→ Passage for review:
* * * * * * * * *

Sounds cathartic alright

If ETH survives the Christmas period you should do a podcast on the manager v clubs longer term issues.

By that, I mean , if you can sort of put together what actually changed after SAF left. Like we all know he was a superb manager but he wasn’t identifying players. He was involved but I hardly think he was personally scouting the Russian league for Vidic etc.

What changed with scouting when he left?

Fellaini being Moyes first signing should have been the canary in the coalmine warning for us. You think about it, he wasn’t a priority on any level. People probably think “well Moyes probably liked him” etc, but I don’t think for a second he was in the top 5 players that Moyes would of wanted.

I mean, even signing Fellaini for what, 30% more then we needed to later on in summer. There’s a trend of United over paying for players that’s been the case since then. Why are our managers having to pay the price for uniteds poor negotiating capacity and the rumoured delays that come from Joel/avram signing off?

I don’t think it’s fair to quote Uniteds transfer spend against managers as I think we have seen a continued “Fellaini tax” 30-40% extra cost on players simply because of the way the club conducts itself.

* * * * * * * * *

→ Record excerpts:

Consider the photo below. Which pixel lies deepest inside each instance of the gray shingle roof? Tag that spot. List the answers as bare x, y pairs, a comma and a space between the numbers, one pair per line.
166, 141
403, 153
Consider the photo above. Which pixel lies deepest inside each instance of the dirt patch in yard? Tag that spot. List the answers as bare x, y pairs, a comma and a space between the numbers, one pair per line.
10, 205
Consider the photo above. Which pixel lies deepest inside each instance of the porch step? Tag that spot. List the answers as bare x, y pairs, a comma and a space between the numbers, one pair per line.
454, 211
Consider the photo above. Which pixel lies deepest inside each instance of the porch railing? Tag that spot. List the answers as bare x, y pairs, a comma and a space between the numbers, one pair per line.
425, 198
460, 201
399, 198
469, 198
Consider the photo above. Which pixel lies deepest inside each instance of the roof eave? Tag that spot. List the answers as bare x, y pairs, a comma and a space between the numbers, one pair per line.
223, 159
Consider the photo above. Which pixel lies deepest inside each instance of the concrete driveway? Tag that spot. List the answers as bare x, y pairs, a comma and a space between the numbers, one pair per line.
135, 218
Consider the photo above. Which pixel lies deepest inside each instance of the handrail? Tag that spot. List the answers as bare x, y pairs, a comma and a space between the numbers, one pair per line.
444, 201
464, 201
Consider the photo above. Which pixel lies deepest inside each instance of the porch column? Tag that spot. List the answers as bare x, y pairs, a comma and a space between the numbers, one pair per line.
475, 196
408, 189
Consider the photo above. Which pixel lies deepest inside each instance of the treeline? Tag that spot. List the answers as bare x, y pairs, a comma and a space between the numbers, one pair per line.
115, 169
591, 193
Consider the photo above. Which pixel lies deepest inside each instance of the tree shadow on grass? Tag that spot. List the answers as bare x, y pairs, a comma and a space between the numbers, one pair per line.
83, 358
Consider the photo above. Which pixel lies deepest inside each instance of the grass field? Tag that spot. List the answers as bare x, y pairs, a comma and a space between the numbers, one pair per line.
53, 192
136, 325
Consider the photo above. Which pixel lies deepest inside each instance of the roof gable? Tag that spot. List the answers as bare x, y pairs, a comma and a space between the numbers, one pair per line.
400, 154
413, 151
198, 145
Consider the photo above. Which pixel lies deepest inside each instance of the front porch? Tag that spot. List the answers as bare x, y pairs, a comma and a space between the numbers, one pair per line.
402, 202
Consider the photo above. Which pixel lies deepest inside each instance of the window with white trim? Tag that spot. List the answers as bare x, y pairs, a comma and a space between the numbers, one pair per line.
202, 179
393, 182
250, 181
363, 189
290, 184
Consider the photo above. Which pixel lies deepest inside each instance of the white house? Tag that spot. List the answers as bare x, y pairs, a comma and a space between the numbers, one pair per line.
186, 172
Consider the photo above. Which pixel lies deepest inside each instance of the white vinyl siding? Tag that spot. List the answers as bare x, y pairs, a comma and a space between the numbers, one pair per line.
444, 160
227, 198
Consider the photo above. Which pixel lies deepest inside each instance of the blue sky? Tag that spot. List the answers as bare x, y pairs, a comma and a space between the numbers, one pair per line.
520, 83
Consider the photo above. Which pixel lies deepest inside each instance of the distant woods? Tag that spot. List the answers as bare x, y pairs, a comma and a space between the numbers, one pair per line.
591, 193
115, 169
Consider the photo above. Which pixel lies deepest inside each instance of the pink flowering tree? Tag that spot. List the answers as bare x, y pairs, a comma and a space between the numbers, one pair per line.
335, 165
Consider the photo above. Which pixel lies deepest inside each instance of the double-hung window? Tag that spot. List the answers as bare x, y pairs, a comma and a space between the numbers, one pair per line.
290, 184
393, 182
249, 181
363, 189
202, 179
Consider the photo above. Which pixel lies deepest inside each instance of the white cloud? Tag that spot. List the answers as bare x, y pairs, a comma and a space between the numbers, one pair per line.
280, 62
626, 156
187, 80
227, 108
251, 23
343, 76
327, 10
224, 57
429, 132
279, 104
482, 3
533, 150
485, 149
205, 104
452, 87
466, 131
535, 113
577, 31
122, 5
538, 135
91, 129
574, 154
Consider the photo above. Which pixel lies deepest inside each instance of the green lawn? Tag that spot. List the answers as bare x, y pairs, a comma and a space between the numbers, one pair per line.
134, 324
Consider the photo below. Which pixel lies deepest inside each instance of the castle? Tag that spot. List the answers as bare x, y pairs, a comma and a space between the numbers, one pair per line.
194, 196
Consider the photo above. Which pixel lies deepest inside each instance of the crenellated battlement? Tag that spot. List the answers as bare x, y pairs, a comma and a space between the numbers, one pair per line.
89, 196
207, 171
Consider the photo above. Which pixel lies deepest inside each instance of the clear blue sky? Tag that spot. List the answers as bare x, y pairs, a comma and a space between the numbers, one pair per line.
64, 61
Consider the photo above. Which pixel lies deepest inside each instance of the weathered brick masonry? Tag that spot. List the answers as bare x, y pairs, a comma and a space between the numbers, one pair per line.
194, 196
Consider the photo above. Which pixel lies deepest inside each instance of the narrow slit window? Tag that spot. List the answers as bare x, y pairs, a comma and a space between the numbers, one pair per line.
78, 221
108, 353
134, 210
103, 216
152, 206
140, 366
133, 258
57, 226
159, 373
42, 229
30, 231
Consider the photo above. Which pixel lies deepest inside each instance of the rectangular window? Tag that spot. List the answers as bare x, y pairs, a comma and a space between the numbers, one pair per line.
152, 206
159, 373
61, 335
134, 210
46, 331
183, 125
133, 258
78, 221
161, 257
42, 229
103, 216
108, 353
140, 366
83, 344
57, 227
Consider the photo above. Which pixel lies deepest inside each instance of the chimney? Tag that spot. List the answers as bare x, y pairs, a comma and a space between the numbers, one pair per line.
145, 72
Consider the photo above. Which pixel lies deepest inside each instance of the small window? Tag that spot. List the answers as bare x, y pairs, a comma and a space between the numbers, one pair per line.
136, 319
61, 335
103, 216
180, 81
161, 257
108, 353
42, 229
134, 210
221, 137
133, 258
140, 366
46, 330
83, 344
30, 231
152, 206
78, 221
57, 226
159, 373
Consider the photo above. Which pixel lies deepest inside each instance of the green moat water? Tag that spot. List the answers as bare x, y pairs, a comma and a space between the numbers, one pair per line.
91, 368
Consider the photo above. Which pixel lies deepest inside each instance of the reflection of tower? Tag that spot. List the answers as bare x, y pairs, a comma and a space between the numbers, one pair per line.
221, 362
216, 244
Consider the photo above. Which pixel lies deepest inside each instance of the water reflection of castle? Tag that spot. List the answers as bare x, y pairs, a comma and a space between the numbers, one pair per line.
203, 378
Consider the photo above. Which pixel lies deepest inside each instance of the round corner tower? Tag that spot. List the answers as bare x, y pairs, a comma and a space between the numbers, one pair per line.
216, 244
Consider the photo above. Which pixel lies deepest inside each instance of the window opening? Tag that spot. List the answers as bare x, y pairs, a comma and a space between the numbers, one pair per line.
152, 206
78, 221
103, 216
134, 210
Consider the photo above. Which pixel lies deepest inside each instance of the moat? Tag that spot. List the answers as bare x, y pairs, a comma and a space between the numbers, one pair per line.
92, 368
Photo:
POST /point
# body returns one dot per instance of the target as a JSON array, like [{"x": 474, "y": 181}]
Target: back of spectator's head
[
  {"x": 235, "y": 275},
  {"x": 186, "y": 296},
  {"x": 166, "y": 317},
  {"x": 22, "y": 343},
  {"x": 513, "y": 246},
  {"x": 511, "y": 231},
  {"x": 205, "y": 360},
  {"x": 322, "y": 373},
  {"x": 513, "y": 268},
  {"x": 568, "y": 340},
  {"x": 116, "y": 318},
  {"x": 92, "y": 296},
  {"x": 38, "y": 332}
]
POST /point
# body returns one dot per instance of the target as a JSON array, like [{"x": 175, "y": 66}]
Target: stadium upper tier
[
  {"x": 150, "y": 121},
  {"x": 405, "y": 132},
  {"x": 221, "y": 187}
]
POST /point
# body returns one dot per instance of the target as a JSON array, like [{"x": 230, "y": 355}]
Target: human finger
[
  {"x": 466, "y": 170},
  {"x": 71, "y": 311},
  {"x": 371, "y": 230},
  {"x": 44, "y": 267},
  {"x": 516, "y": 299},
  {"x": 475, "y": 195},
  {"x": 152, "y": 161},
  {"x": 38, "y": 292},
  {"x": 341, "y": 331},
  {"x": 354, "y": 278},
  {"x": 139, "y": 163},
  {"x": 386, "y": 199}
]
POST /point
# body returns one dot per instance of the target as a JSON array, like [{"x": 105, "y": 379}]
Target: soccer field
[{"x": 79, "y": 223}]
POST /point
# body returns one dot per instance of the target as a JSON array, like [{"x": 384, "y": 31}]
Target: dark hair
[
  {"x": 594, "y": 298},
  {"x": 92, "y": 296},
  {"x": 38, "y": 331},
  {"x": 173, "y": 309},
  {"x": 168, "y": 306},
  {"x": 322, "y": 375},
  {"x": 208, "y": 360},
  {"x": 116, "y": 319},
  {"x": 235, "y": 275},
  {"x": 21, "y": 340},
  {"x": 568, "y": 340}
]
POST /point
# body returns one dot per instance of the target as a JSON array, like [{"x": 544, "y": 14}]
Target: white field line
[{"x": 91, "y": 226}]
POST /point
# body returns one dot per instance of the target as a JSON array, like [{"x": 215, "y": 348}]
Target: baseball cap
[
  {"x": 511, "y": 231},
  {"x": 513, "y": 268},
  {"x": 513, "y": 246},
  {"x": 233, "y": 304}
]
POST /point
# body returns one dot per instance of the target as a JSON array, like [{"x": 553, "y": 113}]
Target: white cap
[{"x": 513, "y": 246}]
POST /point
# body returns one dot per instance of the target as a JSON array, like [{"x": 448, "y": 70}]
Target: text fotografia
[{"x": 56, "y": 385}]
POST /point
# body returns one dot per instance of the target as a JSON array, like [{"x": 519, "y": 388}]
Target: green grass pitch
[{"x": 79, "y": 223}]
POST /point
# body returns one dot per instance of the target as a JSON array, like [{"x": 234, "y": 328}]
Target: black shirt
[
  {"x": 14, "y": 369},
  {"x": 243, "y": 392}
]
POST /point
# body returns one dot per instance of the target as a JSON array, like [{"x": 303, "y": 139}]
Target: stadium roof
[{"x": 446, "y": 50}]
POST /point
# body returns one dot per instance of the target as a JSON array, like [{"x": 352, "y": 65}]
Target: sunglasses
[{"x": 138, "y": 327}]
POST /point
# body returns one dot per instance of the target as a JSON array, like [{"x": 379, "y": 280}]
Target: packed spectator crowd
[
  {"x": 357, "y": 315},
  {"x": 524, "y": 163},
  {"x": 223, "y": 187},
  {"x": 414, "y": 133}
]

* * * * * * * * *

→ Task list:
a – In the post about United's transfer spending, what extra cost on players does the writer attach to the "Fellaini tax"?
b – Write the next few sentences of the post about United's transfer spending, continuing from its final sentence.
The lines are not needed here.

→ Exercise results:
a – An extra 30-40% on the cost of players.

b –
There is plenty of examples since the fellaini signing that this has plagued us.

And then there’s “the manager wanted that player” argument. Do people think a manager is gonna to publicly say “I didn’t want that player?”.

Not just that, how often do United get their top priority’s? This is important , particularly when you look at certain signings. Mata, Di Maria, Pogba, Sanchez, Casemiro, Ronaldo come to mind. I’m not saying these weren’t players we wanted but they all share a commonality in that we bought them when they wanted to leave their clubs. So what I’ve wondered is how often United make signings (that look quality on paper and no manager would really refuse) but are more a sign of the clubs inability to attain its priority players.

I remember a friend saying “United seem to make all the obvious signings”. Under SAF this rarely happened.

I’ve wandered a bit. But I’d just be really interested to listen to a discussion on the clubs dysfunctional football infrastructure that could be hamstringing managers and squads.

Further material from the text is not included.